[start Supplied entries]
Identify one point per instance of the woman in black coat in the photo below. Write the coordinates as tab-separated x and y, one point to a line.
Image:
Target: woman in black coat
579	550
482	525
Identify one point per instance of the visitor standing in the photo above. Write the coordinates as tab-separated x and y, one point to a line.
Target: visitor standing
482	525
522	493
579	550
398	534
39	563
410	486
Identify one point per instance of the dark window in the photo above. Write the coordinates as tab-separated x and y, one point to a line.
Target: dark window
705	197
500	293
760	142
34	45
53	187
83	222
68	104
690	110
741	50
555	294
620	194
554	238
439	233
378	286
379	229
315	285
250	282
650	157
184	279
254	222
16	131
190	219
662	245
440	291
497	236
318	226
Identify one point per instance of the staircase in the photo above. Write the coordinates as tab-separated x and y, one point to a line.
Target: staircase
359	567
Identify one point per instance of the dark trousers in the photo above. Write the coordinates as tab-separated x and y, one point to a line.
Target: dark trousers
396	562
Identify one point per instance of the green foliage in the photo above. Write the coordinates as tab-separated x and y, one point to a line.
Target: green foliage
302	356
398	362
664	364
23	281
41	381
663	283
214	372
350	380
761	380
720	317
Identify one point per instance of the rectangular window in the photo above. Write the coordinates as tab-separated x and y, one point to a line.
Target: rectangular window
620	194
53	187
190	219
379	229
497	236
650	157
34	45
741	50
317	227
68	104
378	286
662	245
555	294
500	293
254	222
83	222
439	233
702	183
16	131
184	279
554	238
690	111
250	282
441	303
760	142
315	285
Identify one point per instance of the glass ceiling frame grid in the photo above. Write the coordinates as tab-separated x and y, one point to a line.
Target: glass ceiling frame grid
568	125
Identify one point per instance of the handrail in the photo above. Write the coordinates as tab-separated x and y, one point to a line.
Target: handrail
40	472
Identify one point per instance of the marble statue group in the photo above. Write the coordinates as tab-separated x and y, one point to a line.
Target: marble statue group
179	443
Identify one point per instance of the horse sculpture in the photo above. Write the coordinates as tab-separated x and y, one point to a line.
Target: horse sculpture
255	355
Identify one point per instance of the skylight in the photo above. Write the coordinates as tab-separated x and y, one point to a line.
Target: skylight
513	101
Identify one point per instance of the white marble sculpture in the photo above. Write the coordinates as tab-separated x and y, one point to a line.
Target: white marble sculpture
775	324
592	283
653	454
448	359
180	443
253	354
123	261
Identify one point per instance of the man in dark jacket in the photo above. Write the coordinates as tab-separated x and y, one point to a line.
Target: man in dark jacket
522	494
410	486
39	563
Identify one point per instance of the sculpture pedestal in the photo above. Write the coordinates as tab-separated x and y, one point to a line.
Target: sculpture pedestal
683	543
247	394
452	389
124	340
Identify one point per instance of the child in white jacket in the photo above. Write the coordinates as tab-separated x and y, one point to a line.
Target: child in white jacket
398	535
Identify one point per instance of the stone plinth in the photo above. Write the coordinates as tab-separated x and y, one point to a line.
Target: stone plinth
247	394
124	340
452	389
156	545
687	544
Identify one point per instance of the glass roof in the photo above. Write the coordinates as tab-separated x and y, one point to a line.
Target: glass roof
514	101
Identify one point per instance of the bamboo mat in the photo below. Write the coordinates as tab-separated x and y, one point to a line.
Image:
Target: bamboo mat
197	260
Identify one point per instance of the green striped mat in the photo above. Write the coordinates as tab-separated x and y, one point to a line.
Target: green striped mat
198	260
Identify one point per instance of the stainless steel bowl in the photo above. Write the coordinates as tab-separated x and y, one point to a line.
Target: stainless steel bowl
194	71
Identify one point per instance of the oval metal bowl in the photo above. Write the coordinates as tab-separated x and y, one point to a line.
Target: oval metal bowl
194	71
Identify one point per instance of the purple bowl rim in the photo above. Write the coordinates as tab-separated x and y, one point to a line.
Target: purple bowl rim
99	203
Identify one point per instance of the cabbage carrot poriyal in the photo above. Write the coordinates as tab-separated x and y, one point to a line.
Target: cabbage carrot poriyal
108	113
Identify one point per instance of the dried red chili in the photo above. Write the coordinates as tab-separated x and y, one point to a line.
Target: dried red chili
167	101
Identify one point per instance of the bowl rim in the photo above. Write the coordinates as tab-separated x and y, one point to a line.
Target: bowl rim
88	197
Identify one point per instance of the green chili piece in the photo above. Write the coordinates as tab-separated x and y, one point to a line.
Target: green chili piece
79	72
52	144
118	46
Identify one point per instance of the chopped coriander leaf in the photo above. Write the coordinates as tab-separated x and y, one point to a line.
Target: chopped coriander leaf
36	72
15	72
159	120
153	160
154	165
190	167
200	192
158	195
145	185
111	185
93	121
[end Supplied entries]
Exercise description. Return all the data exactly as given.

Solution to the exercise.
Identify one point per instance of the woman in black coat in the photo below. Write the coordinates as tab-separated x and y, one point to a line.
Image:
Target: woman in black coat
579	550
482	525
Identify one point per instance of the visitor standing in the photo above. Write the coordinates as tab-separated x and y, one point to a line.
Target: visitor standing
482	525
522	493
579	550
398	534
39	563
410	486
Identify one point per instance of the dark window in the photo above. Write the coordinates as tab-separated x and y, one point to a line.
Target: dark window
705	197
500	293
760	142
34	45
53	187
83	222
68	104
690	110
741	50
555	294
620	194
554	238
439	233
378	286
379	229
315	285
250	282
650	157
184	279
254	222
16	131
190	219
662	245
440	291
497	236
318	226
Identify one point per instance of the staircase in the photo above. Write the coordinates as tab-separated x and y, one point to a line.
Target: staircase
359	567
Identify one point per instance of the dark trousers in the photo above. Write the coordinates as tab-separated x and y, one point to a line.
Target: dark trousers
396	562
Identify one point per instance of the green foliage in the photo above. Write the coordinates as tab-separated x and y, one point to a line.
Target: green foliage
302	356
398	362
664	364
23	281
41	381
663	283
214	372
350	380
761	380
720	317
Identify one point per instance of the rectangular window in the photo above. Write the coordinates as tab-separated x and y, one point to a line.
Target: rectangular window
620	194
53	187
190	219
379	229
497	236
650	157
34	45
741	50
317	227
68	104
378	286
662	245
555	294
500	293
254	222
83	222
439	233
702	183
16	131
184	279
554	238
690	111
250	282
441	303
760	142
315	285
Identify one point per instance of the glass ceiling frame grid in the photo above. Write the coordinates as tab-separated x and y, one point to a line.
Target: glass ceiling frame grid
568	125
Identify one point per instance of the handrail in the photo above. Write the coordinates as tab-separated x and y, one point to a line.
Target: handrail
40	472
Identify one point per instance of the marble statue group in the photo above. Write the coordinates as tab-separated x and y, one point to a line.
Target: marble statue group
179	443
Identify one point per instance of the horse sculpture in the photo above. Write the coordinates as tab-separated x and y, one point to a line.
Target: horse sculpture
255	355
Identify one point per instance of the skylight in the photo above. Write the coordinates as tab-separated x and y, one point to a line.
Target: skylight
513	101
Identify one point per instance of the white marble sculpture in the photo above. Write the coordinates as tab-separated x and y, one point to a line.
Target: white marble sculpture
775	324
592	283
653	454
448	359
180	443
253	354
123	261
Identify one point per instance of the man in dark jacket in the photo above. Write the coordinates as tab-separated x and y, one point to a line.
Target: man in dark jacket
522	494
410	486
39	563
Identify one point per instance of the sculpture pedestal in the photo above. Write the coordinates as tab-separated x and y, one point to a line.
Target: sculpture pedestal
683	543
247	394
452	389
124	340
Identify one point per instance of the child in white jacket in the photo above. Write the coordinates as tab-separated x and y, one point to a line.
Target: child in white jacket
398	535
Identify one point per instance of the stone plinth in the photo above. Write the coordinates as tab-separated x and y, one point to a line.
Target: stone plinth
247	394
124	340
452	389
156	545
687	544
Identify one point per instance of the glass roof in the photo above. Write the coordinates as tab-separated x and y, one point to a line.
Target: glass roof
514	101
Identify one point per instance of the bamboo mat in the photo below. Write the coordinates as tab-separated x and y, one point to a line.
Image:
Target: bamboo mat
197	260
Identify one point per instance of the green striped mat in the photo above. Write the coordinates as tab-separated x and y, one point to a line.
Target: green striped mat
198	260
Identify one point per instance of the stainless steel bowl in the photo above. Write the coordinates as tab-separated x and y, one point to a line.
Target: stainless steel bowl
194	71
Identify one point per instance of the oval metal bowl in the photo above. Write the coordinates as tab-separated x and y, one point to a line.
Target: oval metal bowl
194	71
Identify one point per instance of the purple bowl rim in the photo above. Write the coordinates as tab-separated x and y, one point to a line.
Target: purple bowl rim
99	203
Identify one point per instance of the cabbage carrot poriyal in the photo above. Write the coordinates as tab-separated x and y, one point to a line.
Target: cabbage carrot poriyal
108	113
Identify one point per instance of the dried red chili in the photo above. Write the coordinates as tab-separated x and y, one point to a line.
Target: dried red chili
167	101
Identify one point per instance of the bowl rim in the photo above. Write the coordinates as tab-separated x and y, one point to a line.
Target: bowl rim
88	197
Identify one point per instance of the green chili piece in the photo above. Write the coordinates as tab-separated x and y, one point to a line.
Target: green chili piece
79	72
52	144
118	46
Identify one point per instance of the chopped coriander leaf in the photo above. Write the coordinates as tab-separated x and y, one point to a line.
Target: chopped coriander leaf
36	72
15	72
159	120
153	160
154	165
190	167
200	192
158	195
145	185
111	185
93	121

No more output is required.